**PARTS OF THE EXERCISE**
1. In the essay about watching Pig, why does the writer consider it lucky to have forgotten about the movie for several months?
2. Retype everything in the essay about watching Pig from "It wasn’t at" down to "about is loss.".
==== EXCERPT TO READ
I finally watched that movie we planned to see together right before you died.
It wasn’t at all what I thought it was going to be. Though I think you’d get a kick out of it because you can definitely make the argument that it’s about how capitalism kills your dreams (but that’s for another letter). What it’s actually about is loss.
Watching it has helped me understand my own grief. It taught me that there’s a lot we need to work on, both in my own family and as a society, but I have hope for us yet. I think you would have really liked this one.
I miss you a lot.
My partner died unexpectedly in June, and now whenever I go to the movie theater, I carry his driver’s license in my breast pocket so that he can watch, too. While I’m there, I drink his favorite type of soda. At home, I speak out loud to him about my home viewing experiences. I watch the movies on our “to-watch list,” which we never finished. I write him letters about the ones I know he’d like and the ones I think he’d hate. In life, we were connected through our love of film. In his death, I’m not ready to give that up.
When Mark was still alive, I sent him the trailer for Michael Sarnoski’s Pig, set to be released in July 2021, which sets up the story of a battered and bloody man (Nicolas Cage) searching for his stolen truffle pig. I remember excitedly exclaiming how this was going to be the perfect movie for us to see—I have a deep and unwavering love for Nicolas Cage, and Mark had a deep and unwavering love for me and truffle pigs. Mark was a trained chef, and though he’d retired from working and running the back-of-house in trendy high-end kitchens, he loved to talk about food and food preparation. Though I could tell that he was unsure if the movie was going to be as good as I assured him it would, as a chef, his interest was piqued by the pig.
We never got a chance to watch the movie together, and then I completely forgot about Pig for several months. And good thing, because had it been top of mind, I likely would have read reviews or the synopsis and discovered that it wasn’t an action movie about a man on a heroic journey that ends with the rescue of his beloved pig.
This movie is about the loss of a partner.
I’m glad I didn’t know that going in. I wouldn’t have watched it otherwise.
For whatever reason, chalk it up to grief brain, I decided to watch Pig on my birthday, four days after Mark’s funeral. Within the first few minutes, I realized that it was about love and loss, yet I didn’t turn it off. The close-up shots of Cage’s hands making dough, the moments lingering on the pig’s face as it oinks—almost as if musing about what her companion is doing—felt really intimate and lovely. I didn’t want to look away. Even when Cage’s character, Robin, handles a cassette tape tenderly but can’t bear to listen to it play in full, I still don’t turn it off. Thanks to the marketing campaign and trailer, I still thought that the story was going to fall somewhere between camp Cageiness and an action movie. Pig still felt safe, like something that wouldn’t absolutely ruin me by reminding me about my loss. The first moment of violence enforced this assumption.
========
==== INFORMATION SUPPLIED
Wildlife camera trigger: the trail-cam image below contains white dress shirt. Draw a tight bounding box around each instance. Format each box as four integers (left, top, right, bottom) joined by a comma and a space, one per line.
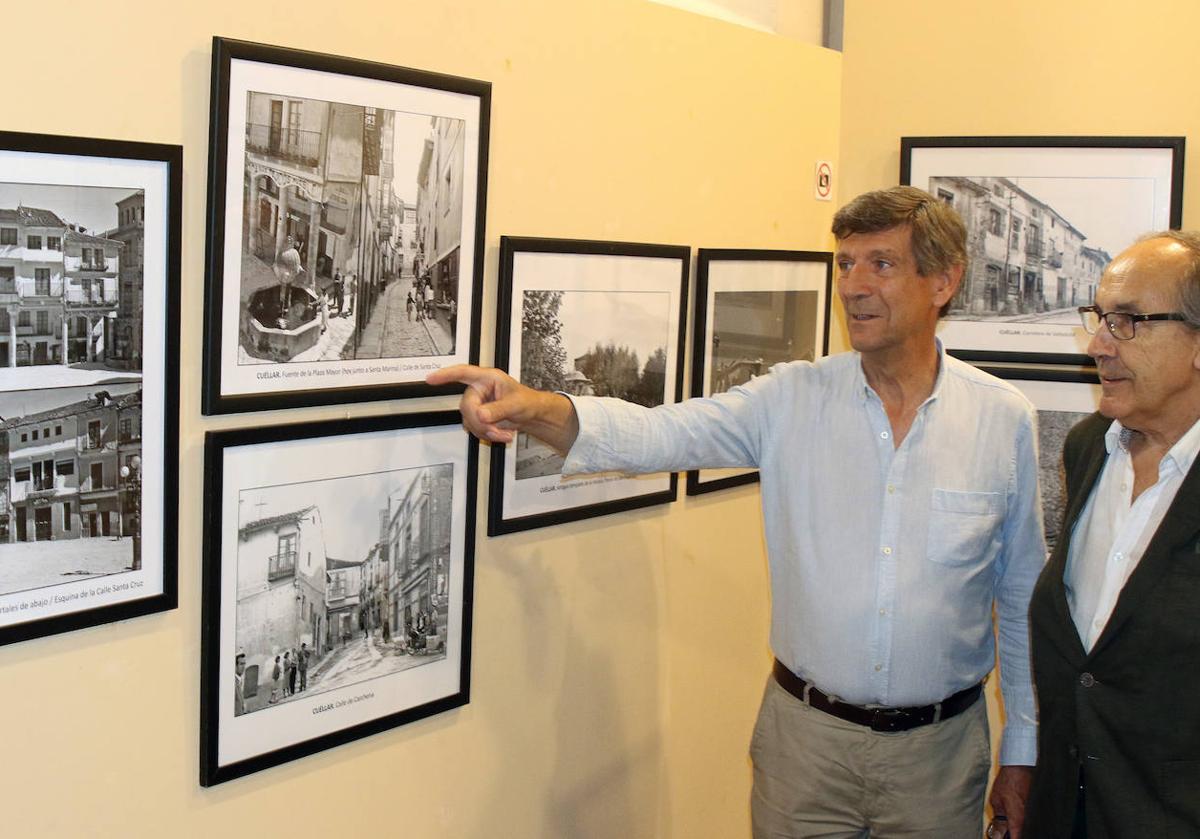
========
**SOLUTION SET**
1. Had the movie stayed top of mind, the writer would likely have read reviews or the synopsis. That would have revealed that it wasn't an action movie about a man rescuing his pig but a film about losing a partner. The writer says they would not have watched it if they had known that going in.

2.
It wasn’t at all what I thought it was going to be. Though I think you’d get a kick out of it because you can definitely make the argument that it’s about how capitalism kills your dreams (but that’s for another letter). What it’s actually about is loss.